Data for the task:
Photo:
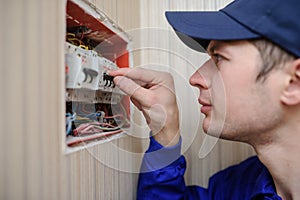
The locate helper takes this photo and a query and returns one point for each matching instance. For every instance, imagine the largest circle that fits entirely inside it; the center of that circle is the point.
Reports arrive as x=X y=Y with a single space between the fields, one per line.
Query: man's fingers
x=132 y=89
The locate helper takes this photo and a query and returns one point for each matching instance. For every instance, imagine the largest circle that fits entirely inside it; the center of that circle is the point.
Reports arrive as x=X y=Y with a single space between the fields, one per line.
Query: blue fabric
x=247 y=180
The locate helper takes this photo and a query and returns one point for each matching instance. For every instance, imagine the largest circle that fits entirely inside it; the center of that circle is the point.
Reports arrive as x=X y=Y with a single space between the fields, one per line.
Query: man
x=255 y=46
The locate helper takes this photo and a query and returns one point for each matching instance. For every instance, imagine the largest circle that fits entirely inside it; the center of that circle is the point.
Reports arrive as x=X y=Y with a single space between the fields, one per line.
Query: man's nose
x=200 y=78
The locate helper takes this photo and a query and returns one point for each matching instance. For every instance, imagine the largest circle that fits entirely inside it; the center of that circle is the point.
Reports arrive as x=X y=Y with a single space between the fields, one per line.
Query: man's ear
x=291 y=93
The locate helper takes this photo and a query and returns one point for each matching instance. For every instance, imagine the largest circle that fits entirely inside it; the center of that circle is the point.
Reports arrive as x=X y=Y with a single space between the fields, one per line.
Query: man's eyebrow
x=215 y=46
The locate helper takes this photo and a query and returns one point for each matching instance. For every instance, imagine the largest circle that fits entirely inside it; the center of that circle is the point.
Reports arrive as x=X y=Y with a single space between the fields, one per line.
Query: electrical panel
x=96 y=110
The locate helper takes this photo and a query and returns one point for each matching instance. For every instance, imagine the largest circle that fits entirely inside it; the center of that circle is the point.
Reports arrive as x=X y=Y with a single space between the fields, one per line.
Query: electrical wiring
x=69 y=119
x=103 y=135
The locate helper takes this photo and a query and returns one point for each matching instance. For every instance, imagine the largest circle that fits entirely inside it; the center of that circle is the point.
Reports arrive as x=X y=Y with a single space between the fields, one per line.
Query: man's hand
x=153 y=93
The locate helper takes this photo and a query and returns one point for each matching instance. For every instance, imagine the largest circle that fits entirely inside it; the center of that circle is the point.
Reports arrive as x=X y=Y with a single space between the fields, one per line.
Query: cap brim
x=196 y=29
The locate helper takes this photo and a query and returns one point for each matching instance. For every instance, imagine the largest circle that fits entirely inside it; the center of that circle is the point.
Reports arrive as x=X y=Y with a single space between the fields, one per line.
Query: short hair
x=273 y=57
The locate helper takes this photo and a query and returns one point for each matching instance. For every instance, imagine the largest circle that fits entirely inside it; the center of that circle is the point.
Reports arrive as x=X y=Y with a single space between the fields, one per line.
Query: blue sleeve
x=162 y=175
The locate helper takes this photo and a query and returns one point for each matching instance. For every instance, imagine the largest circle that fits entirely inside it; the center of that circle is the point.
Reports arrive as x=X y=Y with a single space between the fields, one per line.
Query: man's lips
x=206 y=107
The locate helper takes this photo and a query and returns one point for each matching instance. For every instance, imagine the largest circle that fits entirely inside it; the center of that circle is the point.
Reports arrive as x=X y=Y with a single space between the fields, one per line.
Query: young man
x=255 y=48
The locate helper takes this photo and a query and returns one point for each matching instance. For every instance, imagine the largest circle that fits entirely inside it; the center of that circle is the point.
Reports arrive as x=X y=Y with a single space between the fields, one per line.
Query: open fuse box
x=96 y=110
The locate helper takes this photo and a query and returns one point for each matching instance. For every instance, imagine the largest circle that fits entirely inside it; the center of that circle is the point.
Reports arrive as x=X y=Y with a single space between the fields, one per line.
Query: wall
x=33 y=164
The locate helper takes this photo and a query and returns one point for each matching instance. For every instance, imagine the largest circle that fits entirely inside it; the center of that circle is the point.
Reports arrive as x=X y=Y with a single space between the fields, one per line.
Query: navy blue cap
x=275 y=20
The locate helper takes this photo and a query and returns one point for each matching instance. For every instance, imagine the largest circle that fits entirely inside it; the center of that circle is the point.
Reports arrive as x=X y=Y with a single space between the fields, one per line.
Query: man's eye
x=217 y=58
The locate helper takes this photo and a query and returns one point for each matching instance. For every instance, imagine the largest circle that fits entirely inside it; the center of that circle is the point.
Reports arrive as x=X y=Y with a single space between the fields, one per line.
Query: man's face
x=235 y=104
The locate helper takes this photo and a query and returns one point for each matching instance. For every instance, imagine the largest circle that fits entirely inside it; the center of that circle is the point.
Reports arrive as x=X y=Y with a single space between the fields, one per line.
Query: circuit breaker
x=96 y=110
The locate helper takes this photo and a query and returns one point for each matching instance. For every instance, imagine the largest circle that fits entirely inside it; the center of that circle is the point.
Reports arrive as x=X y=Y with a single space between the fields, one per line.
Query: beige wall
x=32 y=162
x=33 y=165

What you need to do:
What this calls for is the material above set down exactly, pictures excluded.

Result for this task:
Photo:
The locate helper takes this photo and a query and returns one point for each matching instance. For every instance, imagine the largest circle that fits entirely inside it; the center of that circle is the point.
Reports arrive as x=X y=Y with a single space between the fields, one per line.
Query: man's fingers
x=132 y=89
The locate helper takes this photo and a query and returns one point for each matching instance. For every instance, imagine the largest circle that fits entirely inside it; the center of that circle is the point.
Reports arrive as x=X y=Y with a single space between the fields, one per line.
Query: blue fabric
x=247 y=180
The locate helper takes this photo and a query and returns one point for each matching instance. For every instance, imagine the largest circle that fits entirely inside it; the center of that circle is the point.
Reports arrive as x=X y=Y with a single space between the fields, one per line.
Query: man
x=255 y=46
The locate helper takes this photo and a query and returns one point for each matching instance. For every instance, imagine the largest circle that fits entirely inside it; the center of that circle is the point.
Reports arrive as x=X y=Y with a single space between the fields, one per line.
Query: man's nose
x=200 y=78
The locate helper takes this photo and a query and returns one point for each matching instance. For every instance, imagine the largest circle that fits entirely inside it; the center of that circle is the point.
Reports arrive as x=X y=Y with a single space between the fields, one per line.
Query: man's ear
x=291 y=93
The locate helper takes this photo and a query and returns one point for each matching instance. For every instance, imagine the largest circle that fits entirely inside it; the center of that circle is the point.
Reports arrive as x=X y=Y with a single space between the fields, one per line.
Query: man's eyebrow
x=215 y=46
The locate helper takes this photo and a query and returns one point for each matching instance. For every instance, imagine the largest circle that fits entirely inside it; the center of that circle is the point.
Reports arrive as x=X y=Y with a single space between the fields, one per line.
Query: electrical panel
x=96 y=110
The locate helper takes this photo and a query and returns one point for each matching instance. For every instance, imagine the largest circle that fits entirely inside it; the center of that circle is the point.
Reports arrive as x=X y=Y with a single space between the fields, one per line.
Query: electrical wiring
x=69 y=119
x=103 y=135
The locate helper takes this photo and a query and returns one point for each matching instance. For every instance, imagine the largest circle that fits entirely inside it; the center of that circle is the point.
Reports arrive as x=X y=Y with a single space between the fields, one per line.
Query: man's hand
x=153 y=93
The locate helper takes this photo and a query and returns one point for each matching instance. For every instance, imagine the largest circle that fits entirely inside it; the center of that circle is the point.
Reports arrive as x=X y=Y with a single space between the fields, one per line.
Query: cap brim
x=196 y=29
The locate helper takes this photo and a query and returns one point for each matching instance. For every instance, imagine the largest circle that fits entirely inside it; the center of that circle is the point.
Reports arrive as x=X y=Y with a single space between the fields, one per line.
Query: short hair
x=273 y=57
The locate helper takes this photo and a query and returns one point for each matching instance. For every instance, imagine the largest circle that fits entirely inside it; the center of that circle is the point.
Reports arrive as x=X y=Y with a single space between the fields, one per line.
Query: blue sleeve
x=162 y=175
The locate helper takes this photo and a query and returns one point for each matching instance. For every instance, imagine the largest circle that fits entirely inside it; the center of that circle is the point.
Reports arrive as x=X y=Y with a single space between the fields, one per line.
Query: man's lips
x=206 y=107
The locate helper takes this photo and a query and returns one point for each matching instance. For every instance, imagine the largest circle that fits entirely inside it; the center of that circle is the point.
Reports arrive as x=X y=Y with a single space between the fields, one per line.
Query: young man
x=255 y=48
The locate helper takes this photo and a query and returns one point for each matching instance. For every instance, imagine the largest circle that fits entirely inside it; the center of that circle is the point.
Reports arrive as x=X y=Y with a single space between the fields, one per line.
Query: open fuse box
x=96 y=110
The locate helper takes this photo and a query and returns one point for each matching instance. For every instance, imagine the largest circle that fits entirely inside it; the center of that circle is the point.
Reports arrive as x=X y=Y with a single space between the fields, one per line.
Query: wall
x=33 y=164
The locate helper takes this photo and a query and returns one point for each matching instance. For every instance, imagine the largest circle that fits entirely inside it; the center of that circle is the point.
Reports arrive as x=X y=Y with a single space between the fields, one per line.
Query: navy blue cap
x=275 y=20
The locate helper takes this photo and a query and returns one point for each matching instance. For every instance, imagine the largest circle that fits entirely inside it; the center of that circle is the point.
Reports arrive as x=X y=Y with a single space between the fields, one per line.
Query: man's eye
x=217 y=58
The locate helper takes this photo and a query and returns one point for each matching instance. For every instance, imagine the largest circle that fits entirely inside it; the center of that circle is the point.
Reports arrive as x=X y=Y with a single space between the fields, one per line.
Query: man's face
x=235 y=104
The locate helper takes this photo and a query and returns one point for each matching instance. For every instance, imagine the largest circle that fits entirely inside it; the center of that circle is the point.
Reports arrive as x=X y=Y with a single space between the fields, one per line.
Query: circuit breaker
x=96 y=110
The locate helper takes this photo and a query and returns one point for each matching instance. For every instance, imagine the largest circle that fits entirely inside it; the center of that circle is the point.
Reports arrive as x=X y=Y with a single space between the fields, one per line.
Query: beige wall
x=32 y=162
x=33 y=165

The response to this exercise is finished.